=== What the task requires ===
Give the lines of the data below as a numbered list, skipping blank lines, starting with the line that contains "Target: glossy leaf" and going on through the last line of the data.

----------------------------------------

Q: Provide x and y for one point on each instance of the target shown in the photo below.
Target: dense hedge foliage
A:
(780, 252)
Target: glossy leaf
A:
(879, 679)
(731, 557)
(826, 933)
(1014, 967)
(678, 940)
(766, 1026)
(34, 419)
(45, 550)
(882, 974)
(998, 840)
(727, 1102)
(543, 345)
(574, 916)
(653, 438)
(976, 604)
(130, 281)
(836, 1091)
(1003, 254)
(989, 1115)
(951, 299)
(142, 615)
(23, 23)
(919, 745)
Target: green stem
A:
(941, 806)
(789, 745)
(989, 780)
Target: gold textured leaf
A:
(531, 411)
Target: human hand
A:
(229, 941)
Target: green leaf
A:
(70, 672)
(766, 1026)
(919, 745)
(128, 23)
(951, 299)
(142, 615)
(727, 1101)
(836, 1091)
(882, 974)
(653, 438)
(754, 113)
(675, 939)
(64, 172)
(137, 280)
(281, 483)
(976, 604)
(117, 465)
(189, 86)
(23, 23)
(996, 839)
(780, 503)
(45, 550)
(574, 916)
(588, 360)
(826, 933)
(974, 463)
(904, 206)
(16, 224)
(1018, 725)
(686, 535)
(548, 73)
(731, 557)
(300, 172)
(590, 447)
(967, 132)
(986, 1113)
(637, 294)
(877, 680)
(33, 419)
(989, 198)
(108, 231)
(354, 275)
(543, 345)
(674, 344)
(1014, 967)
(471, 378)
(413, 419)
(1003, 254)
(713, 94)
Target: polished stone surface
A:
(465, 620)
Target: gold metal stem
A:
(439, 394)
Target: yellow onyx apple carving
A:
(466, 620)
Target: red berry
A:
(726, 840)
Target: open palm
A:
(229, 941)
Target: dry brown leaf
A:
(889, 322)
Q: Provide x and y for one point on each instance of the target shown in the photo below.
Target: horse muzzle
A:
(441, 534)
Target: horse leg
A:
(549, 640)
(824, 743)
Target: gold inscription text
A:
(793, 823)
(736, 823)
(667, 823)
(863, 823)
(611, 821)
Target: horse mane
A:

----------------------------------------

=== Full response ===
1. Target: glossy leaf
2. A:
3. (879, 679)
4. (731, 557)
5. (826, 933)
6. (1014, 967)
7. (678, 940)
8. (766, 1026)
9. (34, 419)
10. (45, 550)
11. (882, 974)
12. (998, 840)
13. (727, 1102)
14. (543, 345)
15. (574, 916)
16. (653, 438)
17. (976, 604)
18. (130, 281)
19. (836, 1091)
20. (1003, 254)
21. (989, 1115)
22. (951, 299)
23. (142, 615)
24. (23, 23)
25. (919, 745)
26. Target: green stem
27. A:
28. (941, 806)
29. (789, 745)
30. (989, 780)
31. Target: gold textured leaf
32. A:
33. (531, 411)
34. Target: human hand
35. A:
36. (229, 941)
37. Target: green leaf
38. A:
39. (70, 672)
40. (766, 1026)
41. (919, 745)
42. (128, 23)
43. (951, 299)
44. (142, 615)
45. (727, 1101)
46. (836, 1091)
47. (882, 974)
48. (653, 438)
49. (754, 113)
50. (675, 939)
51. (64, 172)
52. (137, 280)
53. (281, 483)
54. (976, 604)
55. (117, 465)
56. (189, 86)
57. (23, 23)
58. (996, 839)
59. (780, 503)
60. (45, 550)
61. (574, 916)
62. (588, 360)
63. (826, 933)
64. (974, 463)
65. (904, 206)
66. (16, 224)
67. (1018, 725)
68. (686, 535)
69. (548, 73)
70. (731, 557)
71. (300, 172)
72. (590, 447)
73. (967, 132)
74. (986, 1113)
75. (637, 294)
76. (877, 680)
77. (33, 419)
78. (989, 198)
79. (108, 231)
80. (354, 275)
81. (543, 345)
82. (674, 344)
83. (1014, 967)
84. (471, 378)
85. (413, 419)
86. (1003, 254)
87. (713, 94)
88. Target: polished stone surface
89. A:
90. (465, 620)
91. Target: gold metal stem
92. A:
93. (439, 394)
94. Target: yellow onyx apple carving
95. A:
96. (466, 620)
97. Target: red berry
98. A:
99. (726, 840)
100. Target: open palm
101. A:
102. (229, 941)
103. Target: dry brown leaf
104. A:
105. (889, 322)
106. Q: Provide x and y for one point on each instance of the target shown in the photo below.
107. Target: horse muzzle
108. A:
109. (441, 534)
110. Target: horse leg
111. A:
112. (549, 640)
113. (824, 743)
114. Target: gold inscription text
115. A:
116. (793, 823)
117. (736, 823)
118. (667, 823)
119. (863, 823)
120. (611, 821)
121. Target: horse mane
122. A:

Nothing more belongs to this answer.